>> start
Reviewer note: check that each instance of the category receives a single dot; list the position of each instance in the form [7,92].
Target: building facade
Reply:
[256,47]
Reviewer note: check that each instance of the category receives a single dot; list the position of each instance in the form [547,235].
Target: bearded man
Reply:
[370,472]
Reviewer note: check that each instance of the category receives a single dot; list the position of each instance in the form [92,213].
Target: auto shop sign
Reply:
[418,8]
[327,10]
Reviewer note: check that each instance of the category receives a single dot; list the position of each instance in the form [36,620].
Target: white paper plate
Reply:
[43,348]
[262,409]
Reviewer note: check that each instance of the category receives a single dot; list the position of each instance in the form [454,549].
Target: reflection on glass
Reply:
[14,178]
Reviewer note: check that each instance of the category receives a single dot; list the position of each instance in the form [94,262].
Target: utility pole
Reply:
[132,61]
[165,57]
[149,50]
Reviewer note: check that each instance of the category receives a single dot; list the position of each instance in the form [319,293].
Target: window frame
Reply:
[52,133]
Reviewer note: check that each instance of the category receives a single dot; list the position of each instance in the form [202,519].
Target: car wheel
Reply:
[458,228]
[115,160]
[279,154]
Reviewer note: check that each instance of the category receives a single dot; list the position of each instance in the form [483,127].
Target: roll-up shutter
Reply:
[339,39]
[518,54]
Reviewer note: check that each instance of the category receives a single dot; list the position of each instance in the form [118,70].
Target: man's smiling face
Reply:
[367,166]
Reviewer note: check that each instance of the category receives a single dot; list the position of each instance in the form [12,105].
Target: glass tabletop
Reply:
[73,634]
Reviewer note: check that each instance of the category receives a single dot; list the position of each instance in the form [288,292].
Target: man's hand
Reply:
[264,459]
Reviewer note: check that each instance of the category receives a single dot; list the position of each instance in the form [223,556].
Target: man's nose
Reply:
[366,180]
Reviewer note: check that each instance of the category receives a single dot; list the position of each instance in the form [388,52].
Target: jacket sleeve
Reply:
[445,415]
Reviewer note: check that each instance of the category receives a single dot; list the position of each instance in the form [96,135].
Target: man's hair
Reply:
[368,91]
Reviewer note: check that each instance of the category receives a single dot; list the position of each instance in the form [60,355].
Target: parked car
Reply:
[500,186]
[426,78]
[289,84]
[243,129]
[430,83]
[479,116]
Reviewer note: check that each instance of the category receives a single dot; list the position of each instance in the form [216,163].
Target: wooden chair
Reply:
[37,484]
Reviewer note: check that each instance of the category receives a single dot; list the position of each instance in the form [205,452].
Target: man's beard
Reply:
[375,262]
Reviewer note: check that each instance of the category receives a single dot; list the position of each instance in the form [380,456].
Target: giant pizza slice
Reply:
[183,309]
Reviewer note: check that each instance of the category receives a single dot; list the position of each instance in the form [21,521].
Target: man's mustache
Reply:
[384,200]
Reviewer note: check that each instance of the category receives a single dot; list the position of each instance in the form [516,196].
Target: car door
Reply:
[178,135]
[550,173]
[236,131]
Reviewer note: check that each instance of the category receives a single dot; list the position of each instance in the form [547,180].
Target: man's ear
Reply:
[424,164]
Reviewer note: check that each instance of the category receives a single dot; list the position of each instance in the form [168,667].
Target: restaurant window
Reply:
>> end
Turn the lines into a JSON list of strings with one string per line, skipping any blank lines. Begin at the line that contains "the form [516,196]." and stop after the final line.

# [Response]
[
  "Reviewer note: check that each instance of the category receives a single dot; list the position of each instance in the form [516,196].",
  "Target: car door",
  "Reply:",
  "[178,135]",
  "[550,173]",
  "[236,131]",
  "Reviewer note: check that each instance of the category receives a single dot; list the position of each instance in the form [547,180].",
  "Target: man's ear",
  "Reply:",
  "[424,164]",
  "Reviewer note: check that each instance of the category receives a single dot; list the position of each instance in the form [168,667].",
  "Target: restaurant window",
  "Reply:"
]